Request. Take all the material and copy it exactly.

(Named object pointing entries)
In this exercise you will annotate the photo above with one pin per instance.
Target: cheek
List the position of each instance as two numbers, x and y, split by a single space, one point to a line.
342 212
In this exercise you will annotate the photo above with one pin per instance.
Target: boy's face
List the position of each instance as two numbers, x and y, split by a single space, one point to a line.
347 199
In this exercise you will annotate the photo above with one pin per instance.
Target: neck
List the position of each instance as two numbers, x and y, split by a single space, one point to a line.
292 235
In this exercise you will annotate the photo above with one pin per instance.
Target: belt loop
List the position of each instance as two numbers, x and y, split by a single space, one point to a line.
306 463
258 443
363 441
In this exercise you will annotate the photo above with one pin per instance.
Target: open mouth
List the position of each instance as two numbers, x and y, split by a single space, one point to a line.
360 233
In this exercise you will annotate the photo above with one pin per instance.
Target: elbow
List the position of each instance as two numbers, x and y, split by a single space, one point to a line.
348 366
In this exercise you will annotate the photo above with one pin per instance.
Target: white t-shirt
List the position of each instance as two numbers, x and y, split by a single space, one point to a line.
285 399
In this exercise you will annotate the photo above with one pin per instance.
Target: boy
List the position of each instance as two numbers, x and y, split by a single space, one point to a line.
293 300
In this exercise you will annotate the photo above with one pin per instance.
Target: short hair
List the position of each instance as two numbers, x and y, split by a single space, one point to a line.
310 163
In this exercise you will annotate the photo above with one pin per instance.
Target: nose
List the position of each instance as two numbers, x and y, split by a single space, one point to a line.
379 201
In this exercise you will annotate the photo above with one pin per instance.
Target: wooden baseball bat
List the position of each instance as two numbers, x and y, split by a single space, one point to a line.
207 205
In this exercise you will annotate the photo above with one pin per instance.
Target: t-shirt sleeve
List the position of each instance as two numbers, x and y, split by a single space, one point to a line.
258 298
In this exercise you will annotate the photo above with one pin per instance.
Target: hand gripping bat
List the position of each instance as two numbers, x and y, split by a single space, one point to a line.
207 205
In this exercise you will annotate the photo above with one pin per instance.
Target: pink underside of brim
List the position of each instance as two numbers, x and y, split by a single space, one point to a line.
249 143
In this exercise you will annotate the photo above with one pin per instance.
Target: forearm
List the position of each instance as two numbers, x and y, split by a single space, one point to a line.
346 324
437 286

Reply.
In this exercise you will annotate the photo above with one pin per instance.
Target: cheek
List the position of each instance as two numbers, x and y, split by a single space, one point to a line.
342 212
In this exercise you will annotate the photo above with one pin per instance.
Target: boy's face
List the position of each instance as two numbers, x and y, split by a single space, one point to a line.
347 199
In this exercise you will annotate the photo above with one pin per instance.
Target: neck
List the position of each instance as two numbers, x and y, split by a single space, one point to a line.
292 235
In this exercise you will annotate the photo above with one pin per instance.
Target: belt loop
List the position of each instance as two numbers, x and y, split by a single space, one point to a line.
306 463
258 443
363 441
In this exercise you will annotate the photo above with one pin per instance.
Target: open mouth
List the position of each instance as two numbers, x and y, split by a single space, one point to a line.
360 233
In this exercise you will annotate the photo above with one pin per instance.
Target: elbow
List the position of each instance as two numbers, x and y, split by a single space, one point to a line.
348 366
In this exercise you will annotate the photo above with one pin per instance.
Target: white t-shirt
List the position of each instance as two numbers, x and y, split by a single space, one point to a line.
285 399
In this exercise you will annotate the photo above with one pin per instance.
Target: boy
List the position of each instance as two numbers, x and y, split by a single space, one point to a line.
293 300
In this exercise you will annotate the photo above with one pin per instance.
Target: short hair
List the position of each instance as two numbers, x and y, split by a single space, one point to a line.
310 163
In this exercise you will annotate the photo above with one pin per instance.
Target: nose
List the position of each instance as two numbers, x and y, split by a single space, one point to a line.
379 201
In this exercise you will annotate the photo above with one pin per instance.
Target: wooden baseball bat
List the position of each instance as two numbers, x and y, split by a single space, one point to a line.
207 205
In this exercise you will annotate the photo above with one pin per instance.
Target: t-shirt sleeve
List the position of each instance as two numbers, x and y, split by a single space, one point to a line.
258 298
In this exercise you will annotate the photo above with one pin per instance.
Target: hand gripping bat
List the position of each instance as two numbers, x and y, split by a single space, one point to a line.
207 205
In this exercise you will annotate the photo above with one pin per instance.
Target: pink underside of brim
List the position of each instance as two numbers, x and y, split by a single space, one point to a line.
249 143
In this exercise you will annotate the photo above with one pin per instance.
Target: forearm
List the position of each instance as two numbers, x and y, split by a single space, one point to a line.
346 324
437 286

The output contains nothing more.